Licensing income increased 32.9% to $2.3 million for the three months
ended September 30, 1998 compared to $1.7 million for the comparable
period in 1997. This increase reflects primarily the incremental
revenues from sales increases from the Company's existing licensees.
Interest income was $96,000 for the three months ended September 30,
1998, compared to interest expense of $39,000 for the three months
ended September 30, 1997.
As result of the foregoing, operating income increased 14.9% to $9.4
million (15.1% of net sales) from $8.2 million (16.2% of net sales) for
the three months ended September 30, 1998 and 1997, respectively.
<PAGE>
Nine Months Ended September 30, 1998 Compared to Nine Months Ended
September 30, 1997
Net sales were $162.4 million in the first nine months of 1998 compared
to $135.6 million in the prior year's period, an increase of $26.8
million or 19.8 %. The increase was primarily attributable to
increased net sales of men's and children's footwear, handbags and new
retail and outlet stores, partially off-set by lower net sales of
women's footwear. Net sales of the Company's wholesale operations,
excluding sales to its retail division, increased $16.9 million or
16.1% to $121.6 million in the nine months ended September 30, 1998
from $104.7 million in the comparable period last year. This increase
was primarily due to increased consumer awareness of the Kenneth Cole
life style brand due to increased brand exposure generated from the
Company's growing consumer direct business and from licensing ventures,
such as men's apparel. Net sales by the Company's retail and outlet
stores increased $9.9 million or 32.2% to $40.8 million for the nine
months ended September 30, 1998 as compared with the same period last
year. This increase reflects an 8.9% or $2.8 million comparable store
sales increase, sales of $4.0 million for four stores open for the
entire nine months ended September 30, 1998, which were not open in the
same period of 1997 and the sales of three stores opened during the
first nine months of 1998.

Excerpts of pointing data:
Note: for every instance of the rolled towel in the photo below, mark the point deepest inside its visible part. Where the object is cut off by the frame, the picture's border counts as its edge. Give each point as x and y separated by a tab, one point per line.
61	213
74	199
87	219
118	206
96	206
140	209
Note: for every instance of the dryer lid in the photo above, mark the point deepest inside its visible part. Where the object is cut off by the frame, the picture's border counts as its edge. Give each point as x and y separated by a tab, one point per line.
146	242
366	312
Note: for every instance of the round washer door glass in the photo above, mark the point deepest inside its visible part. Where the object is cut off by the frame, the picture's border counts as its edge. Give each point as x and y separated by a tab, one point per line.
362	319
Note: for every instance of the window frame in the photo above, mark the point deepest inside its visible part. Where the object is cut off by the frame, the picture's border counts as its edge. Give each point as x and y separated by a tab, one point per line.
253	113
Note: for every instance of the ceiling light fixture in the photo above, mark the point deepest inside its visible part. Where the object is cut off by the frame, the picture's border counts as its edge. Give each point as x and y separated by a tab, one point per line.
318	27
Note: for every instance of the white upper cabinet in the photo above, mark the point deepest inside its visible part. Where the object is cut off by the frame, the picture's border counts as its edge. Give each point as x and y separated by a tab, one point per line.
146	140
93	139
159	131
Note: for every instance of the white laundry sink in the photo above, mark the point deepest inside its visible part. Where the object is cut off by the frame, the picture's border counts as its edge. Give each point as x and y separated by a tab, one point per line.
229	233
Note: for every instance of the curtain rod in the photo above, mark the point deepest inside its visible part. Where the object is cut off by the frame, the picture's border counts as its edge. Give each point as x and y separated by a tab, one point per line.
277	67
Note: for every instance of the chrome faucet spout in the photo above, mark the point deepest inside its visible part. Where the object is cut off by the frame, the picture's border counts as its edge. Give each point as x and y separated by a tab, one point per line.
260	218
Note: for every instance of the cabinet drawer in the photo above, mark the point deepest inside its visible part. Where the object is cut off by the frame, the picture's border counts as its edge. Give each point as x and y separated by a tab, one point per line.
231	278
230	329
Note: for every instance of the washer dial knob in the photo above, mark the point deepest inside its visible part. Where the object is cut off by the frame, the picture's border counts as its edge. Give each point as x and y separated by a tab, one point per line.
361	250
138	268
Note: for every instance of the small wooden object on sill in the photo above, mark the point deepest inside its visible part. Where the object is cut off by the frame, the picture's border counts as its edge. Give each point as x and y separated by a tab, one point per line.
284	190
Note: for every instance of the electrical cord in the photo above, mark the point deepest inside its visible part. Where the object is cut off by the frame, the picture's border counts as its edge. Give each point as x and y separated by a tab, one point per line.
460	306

* * *

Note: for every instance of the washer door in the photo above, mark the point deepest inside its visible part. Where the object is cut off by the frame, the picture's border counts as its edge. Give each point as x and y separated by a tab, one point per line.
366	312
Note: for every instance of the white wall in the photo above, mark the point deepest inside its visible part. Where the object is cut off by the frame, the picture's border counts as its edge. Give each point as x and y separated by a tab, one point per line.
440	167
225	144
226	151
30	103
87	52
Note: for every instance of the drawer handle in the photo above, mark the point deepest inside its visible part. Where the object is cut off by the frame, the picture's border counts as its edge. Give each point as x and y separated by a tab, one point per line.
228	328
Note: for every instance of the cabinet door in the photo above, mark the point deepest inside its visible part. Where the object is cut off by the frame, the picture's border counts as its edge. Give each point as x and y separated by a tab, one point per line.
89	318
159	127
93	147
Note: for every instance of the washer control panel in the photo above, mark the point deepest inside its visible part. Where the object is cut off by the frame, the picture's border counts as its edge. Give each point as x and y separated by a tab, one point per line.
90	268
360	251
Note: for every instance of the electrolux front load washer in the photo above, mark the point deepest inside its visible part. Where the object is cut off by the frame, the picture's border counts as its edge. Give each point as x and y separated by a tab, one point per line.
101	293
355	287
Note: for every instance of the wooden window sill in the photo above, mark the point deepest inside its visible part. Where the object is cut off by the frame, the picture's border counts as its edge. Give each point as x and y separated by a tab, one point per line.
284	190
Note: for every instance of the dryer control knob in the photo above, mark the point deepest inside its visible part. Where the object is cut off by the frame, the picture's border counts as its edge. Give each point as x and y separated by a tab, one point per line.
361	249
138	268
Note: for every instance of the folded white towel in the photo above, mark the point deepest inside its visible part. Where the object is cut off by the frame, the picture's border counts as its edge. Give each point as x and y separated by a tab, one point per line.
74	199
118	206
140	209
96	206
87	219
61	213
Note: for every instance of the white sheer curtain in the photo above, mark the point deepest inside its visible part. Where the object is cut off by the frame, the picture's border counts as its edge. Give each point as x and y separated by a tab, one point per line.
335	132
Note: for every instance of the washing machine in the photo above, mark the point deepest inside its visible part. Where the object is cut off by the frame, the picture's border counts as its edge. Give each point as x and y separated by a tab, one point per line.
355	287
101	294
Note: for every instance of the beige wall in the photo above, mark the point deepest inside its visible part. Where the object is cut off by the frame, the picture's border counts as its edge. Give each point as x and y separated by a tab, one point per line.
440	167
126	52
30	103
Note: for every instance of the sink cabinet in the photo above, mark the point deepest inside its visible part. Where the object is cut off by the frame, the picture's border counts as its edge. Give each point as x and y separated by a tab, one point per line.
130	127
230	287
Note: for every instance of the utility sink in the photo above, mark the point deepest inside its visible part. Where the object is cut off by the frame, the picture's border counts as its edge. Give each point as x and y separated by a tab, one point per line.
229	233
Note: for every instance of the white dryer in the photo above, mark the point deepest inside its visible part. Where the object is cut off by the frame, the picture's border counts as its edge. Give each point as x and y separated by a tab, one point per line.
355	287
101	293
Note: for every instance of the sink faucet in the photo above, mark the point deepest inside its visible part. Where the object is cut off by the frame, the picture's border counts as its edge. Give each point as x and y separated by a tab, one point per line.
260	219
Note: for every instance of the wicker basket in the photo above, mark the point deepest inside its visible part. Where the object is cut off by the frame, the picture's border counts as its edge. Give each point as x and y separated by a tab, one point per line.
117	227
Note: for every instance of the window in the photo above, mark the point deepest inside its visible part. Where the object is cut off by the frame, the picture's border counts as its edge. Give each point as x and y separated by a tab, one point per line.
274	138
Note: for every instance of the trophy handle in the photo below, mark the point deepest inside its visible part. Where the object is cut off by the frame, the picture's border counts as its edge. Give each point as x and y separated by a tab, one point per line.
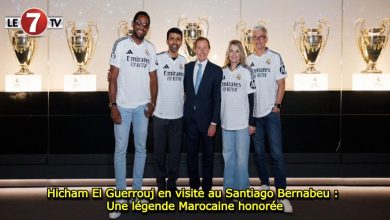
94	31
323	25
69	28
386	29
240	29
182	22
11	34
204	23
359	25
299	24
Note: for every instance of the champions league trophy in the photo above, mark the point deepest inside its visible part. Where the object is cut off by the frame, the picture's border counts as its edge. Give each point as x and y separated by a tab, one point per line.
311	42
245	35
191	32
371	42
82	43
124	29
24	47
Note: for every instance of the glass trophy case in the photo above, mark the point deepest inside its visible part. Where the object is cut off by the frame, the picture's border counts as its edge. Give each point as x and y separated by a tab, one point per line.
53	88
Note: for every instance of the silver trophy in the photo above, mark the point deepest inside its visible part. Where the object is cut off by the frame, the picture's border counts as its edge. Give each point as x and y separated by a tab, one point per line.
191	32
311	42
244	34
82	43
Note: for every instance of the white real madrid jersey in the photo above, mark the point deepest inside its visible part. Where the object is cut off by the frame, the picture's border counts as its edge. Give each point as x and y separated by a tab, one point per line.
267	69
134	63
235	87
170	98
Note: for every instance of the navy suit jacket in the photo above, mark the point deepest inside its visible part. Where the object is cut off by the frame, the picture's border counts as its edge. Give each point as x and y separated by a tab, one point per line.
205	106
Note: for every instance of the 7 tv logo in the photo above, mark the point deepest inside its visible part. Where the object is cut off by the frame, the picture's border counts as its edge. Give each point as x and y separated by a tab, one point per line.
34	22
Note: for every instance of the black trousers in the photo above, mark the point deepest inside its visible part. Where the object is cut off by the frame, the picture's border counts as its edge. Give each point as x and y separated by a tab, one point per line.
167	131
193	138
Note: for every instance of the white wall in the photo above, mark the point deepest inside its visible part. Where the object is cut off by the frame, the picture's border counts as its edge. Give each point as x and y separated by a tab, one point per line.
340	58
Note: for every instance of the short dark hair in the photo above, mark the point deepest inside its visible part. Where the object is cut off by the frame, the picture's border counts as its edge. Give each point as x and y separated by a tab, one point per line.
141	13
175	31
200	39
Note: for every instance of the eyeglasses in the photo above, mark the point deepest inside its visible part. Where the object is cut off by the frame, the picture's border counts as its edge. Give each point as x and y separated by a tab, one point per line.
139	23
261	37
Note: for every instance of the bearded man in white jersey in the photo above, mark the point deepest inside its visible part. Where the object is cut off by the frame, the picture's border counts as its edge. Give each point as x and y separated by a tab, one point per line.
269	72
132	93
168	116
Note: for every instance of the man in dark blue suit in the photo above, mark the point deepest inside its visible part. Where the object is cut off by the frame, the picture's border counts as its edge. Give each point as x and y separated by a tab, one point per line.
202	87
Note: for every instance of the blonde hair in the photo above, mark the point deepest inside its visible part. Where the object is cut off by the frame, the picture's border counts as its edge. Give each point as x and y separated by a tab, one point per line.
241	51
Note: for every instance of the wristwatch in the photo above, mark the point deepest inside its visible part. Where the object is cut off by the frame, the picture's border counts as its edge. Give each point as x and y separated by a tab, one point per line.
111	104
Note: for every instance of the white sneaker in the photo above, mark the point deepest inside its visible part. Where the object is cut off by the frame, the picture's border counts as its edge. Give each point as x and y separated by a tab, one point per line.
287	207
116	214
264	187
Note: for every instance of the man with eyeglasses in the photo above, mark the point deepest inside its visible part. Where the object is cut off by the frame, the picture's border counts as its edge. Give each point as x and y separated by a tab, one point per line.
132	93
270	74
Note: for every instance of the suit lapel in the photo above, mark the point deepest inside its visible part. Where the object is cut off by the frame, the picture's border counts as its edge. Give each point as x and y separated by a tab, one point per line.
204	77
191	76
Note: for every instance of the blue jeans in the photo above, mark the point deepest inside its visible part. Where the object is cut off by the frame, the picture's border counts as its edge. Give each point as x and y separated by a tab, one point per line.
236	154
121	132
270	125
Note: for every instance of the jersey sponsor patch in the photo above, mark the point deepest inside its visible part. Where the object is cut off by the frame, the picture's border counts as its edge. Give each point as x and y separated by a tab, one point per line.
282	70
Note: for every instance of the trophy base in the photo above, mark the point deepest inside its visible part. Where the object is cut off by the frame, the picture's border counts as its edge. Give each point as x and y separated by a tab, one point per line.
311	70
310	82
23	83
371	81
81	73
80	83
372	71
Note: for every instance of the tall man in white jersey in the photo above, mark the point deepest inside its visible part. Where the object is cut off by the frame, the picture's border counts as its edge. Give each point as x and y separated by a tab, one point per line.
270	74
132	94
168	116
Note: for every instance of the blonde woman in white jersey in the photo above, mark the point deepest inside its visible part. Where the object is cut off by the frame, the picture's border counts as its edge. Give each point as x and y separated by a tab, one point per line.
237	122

...

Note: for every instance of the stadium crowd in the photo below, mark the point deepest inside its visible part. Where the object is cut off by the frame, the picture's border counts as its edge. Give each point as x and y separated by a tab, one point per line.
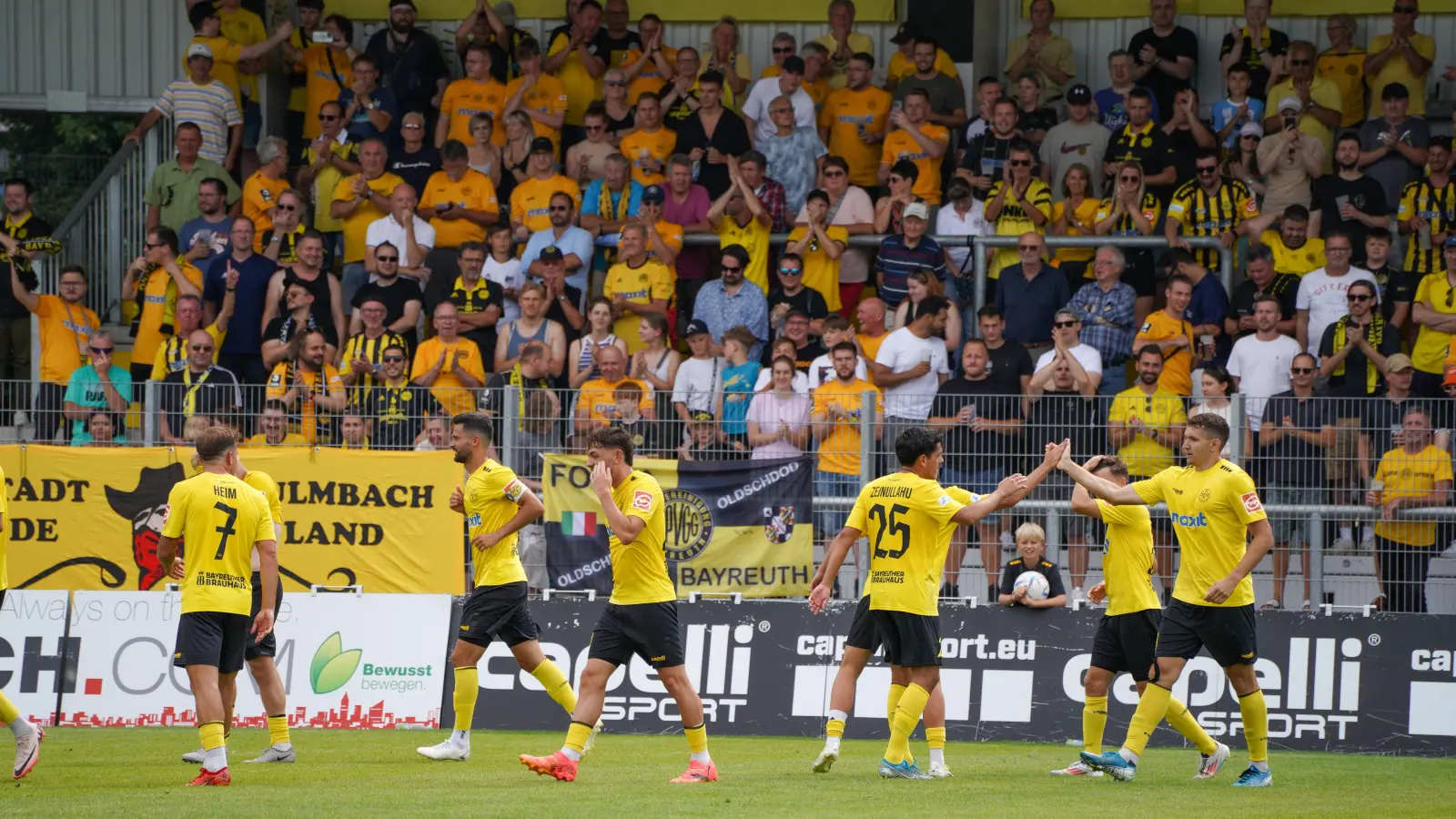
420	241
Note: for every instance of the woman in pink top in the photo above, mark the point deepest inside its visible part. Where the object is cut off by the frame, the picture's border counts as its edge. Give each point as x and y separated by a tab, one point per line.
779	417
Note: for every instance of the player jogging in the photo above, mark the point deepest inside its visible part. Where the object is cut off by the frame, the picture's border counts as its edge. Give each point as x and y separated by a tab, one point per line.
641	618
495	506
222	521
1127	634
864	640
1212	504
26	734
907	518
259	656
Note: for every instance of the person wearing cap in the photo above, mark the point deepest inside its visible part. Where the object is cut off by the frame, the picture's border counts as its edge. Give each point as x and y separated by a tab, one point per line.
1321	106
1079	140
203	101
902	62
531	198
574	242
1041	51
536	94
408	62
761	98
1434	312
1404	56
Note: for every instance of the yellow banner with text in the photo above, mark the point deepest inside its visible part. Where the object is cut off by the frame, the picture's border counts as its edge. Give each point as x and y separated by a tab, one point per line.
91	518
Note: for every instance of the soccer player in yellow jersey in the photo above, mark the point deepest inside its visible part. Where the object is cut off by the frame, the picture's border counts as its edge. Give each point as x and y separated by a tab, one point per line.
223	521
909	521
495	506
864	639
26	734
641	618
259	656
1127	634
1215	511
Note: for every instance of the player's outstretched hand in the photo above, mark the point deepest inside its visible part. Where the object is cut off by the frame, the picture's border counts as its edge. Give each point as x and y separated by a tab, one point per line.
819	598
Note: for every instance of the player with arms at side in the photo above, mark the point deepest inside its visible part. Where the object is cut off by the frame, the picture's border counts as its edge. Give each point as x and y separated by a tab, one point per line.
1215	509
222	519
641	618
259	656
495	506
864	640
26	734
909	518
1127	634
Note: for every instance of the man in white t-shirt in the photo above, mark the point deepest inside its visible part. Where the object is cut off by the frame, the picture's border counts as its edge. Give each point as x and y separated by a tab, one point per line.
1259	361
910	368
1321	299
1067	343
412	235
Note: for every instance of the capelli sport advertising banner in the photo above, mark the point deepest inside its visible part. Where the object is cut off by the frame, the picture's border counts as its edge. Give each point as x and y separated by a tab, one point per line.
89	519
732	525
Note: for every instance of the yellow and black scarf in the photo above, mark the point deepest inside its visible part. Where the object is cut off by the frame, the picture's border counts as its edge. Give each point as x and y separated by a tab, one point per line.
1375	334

Work to complete:
1. Reproduce the passage from the financial report, starting with "Interest income was" and going on through "September 30, 1997.".
2. According to the financial report, what were net sales by the retail and outlet stores for the nine months ended September 30, 1998?

Task-by-task outputs:
1.
Interest income was $96,000 for the three months ended September 30,
1998, compared to interest expense of $39,000 for the three months
ended September 30, 1997.

2. $40.8 million